**Exercise description:** From the text below on the Times Square bombing, copy word for word the passage that begins at the words "In 2013, the" and stops after "a.m. and 4 a.m.".

**Excerpted text:**
+ + + + +
In 2013, the FBI released new video footage of the purported bomber, and announced that a $65,000 reward would be given to anyone who could provide information leading to the bomber's identification, arrest and conviction. The reward was increased to $115,000 in April 2015, and was increased to $250,000 in March 2023.

==Possible connection to 2005 British consulate bombing and 2007 Mexican consulate bombing==
The FBI has said that the bombing may be linked to two previous unsolved bombings in New York City: one at the British consulate in 2005 and Mexican consulate in 2007. The components of the bombs in all three attacks were similar, and the consulate bombings, like the 2008 attack on the Times Square recruitment station, involved a bicyclist who threw an explosive between 3 a.m. and 4 a.m.

==Leads that were ruled out==
An early morning explosion at an Upper East Side Starbucks in May 2009 was determined to be unrelated to the Times Square bombing of the recruitment station. The perpetrator of the Starbucks blast, age 17 at the time of the explosion, was arrested, pleaded guilty, and was sentenced in 2010.

After the bombing, investigators also revisited a separate incident that occurred on the Canada–United States border. In February 2008, four men attempted to cross the border into Canada from New York. While they were being questioned by Canadian border agents, one of the men fled from the car, getting away. He left behind a backpack, inside of which pictures of New York City locations were found, including at least one picture of the Times Square recruiting center. A senior U.S. government official also told CNN that "anarchist-type material" was found in the car. However, U.S. authorities did not find any evidence of criminal activity, and investigators have not linked the bombing to the border incident. A U.S. government official has stated he strongly doubts a link between the border incident and bombing will be found, noting that the recruiting center is in a prominent location in Times Square and would most likely appear in pictures taken at Times Square.

Hours after the bombing, Democratic Party members of Capitol Hill received letters that contained the words "Happy New Year, We did it" and a picture of a man standing in front of the Times Square recruiting center. The letters also included a 64-page anti-Iraq War statement. After investigating the letters, interrogating the author, and searching his home, authorities proved that the letter was unrelated to the incident and a coincidence. The letters were sent weeks before the bombing occurred.

==Response==
Mayor Michael Bloomberg, Police Commissioner Raymond Kelly and Federal Bureau of Investigation officials appeared later in the morning in a joint news conference. Mayor Bloomberg denounced the attack and said that it "insults every one of our brave men and women in uniform stationed around the world.”
+ + + + +
(Point-localization data)
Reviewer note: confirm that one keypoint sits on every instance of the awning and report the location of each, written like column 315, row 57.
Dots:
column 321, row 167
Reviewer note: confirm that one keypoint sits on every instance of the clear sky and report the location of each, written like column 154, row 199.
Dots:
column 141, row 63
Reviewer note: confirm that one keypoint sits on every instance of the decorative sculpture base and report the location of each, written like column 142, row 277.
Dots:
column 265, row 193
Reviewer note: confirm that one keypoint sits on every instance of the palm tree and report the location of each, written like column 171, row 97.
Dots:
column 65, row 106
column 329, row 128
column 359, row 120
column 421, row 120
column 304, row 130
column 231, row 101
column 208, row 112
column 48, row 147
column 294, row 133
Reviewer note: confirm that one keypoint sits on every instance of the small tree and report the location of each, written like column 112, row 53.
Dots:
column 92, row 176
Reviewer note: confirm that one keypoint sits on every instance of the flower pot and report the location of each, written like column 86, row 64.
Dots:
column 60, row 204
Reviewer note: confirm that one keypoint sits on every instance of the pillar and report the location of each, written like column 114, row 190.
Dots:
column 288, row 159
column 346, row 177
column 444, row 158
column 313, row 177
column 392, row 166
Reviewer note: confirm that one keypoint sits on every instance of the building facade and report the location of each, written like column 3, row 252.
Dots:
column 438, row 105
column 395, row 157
+ + + + +
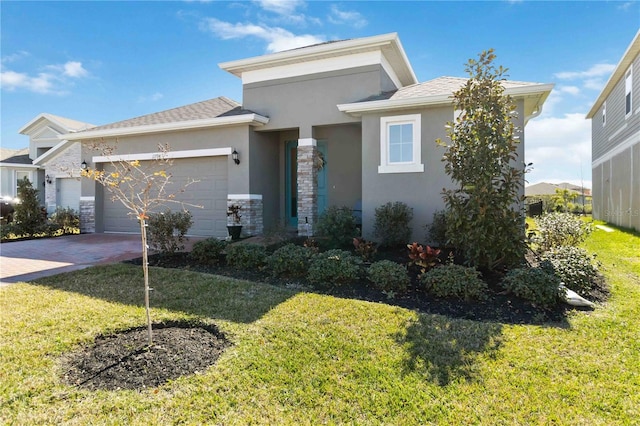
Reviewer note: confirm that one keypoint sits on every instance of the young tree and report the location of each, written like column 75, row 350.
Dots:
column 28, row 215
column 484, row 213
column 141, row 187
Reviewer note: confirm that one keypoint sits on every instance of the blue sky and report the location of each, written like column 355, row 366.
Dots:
+ + + + +
**Task response:**
In 2013, the FBI released new video footage of the purported bomber, and announced that a $65,000 reward would be given to anyone who could provide information leading to the bomber's identification, arrest and conviction. The reward was increased to $115,000 in April 2015, and was increased to $250,000 in March 2023.

==Possible connection to 2005 British consulate bombing and 2007 Mexican consulate bombing==
The FBI has said that the bombing may be linked to two previous unsolved bombings in New York City: one at the British consulate in 2005 and Mexican consulate in 2007. The components of the bombs in all three attacks were similar, and the consulate bombings, like the 2008 attack on the Times Square recruitment station, involved a bicyclist who threw an explosive between 3 a.m. and 4 a.m.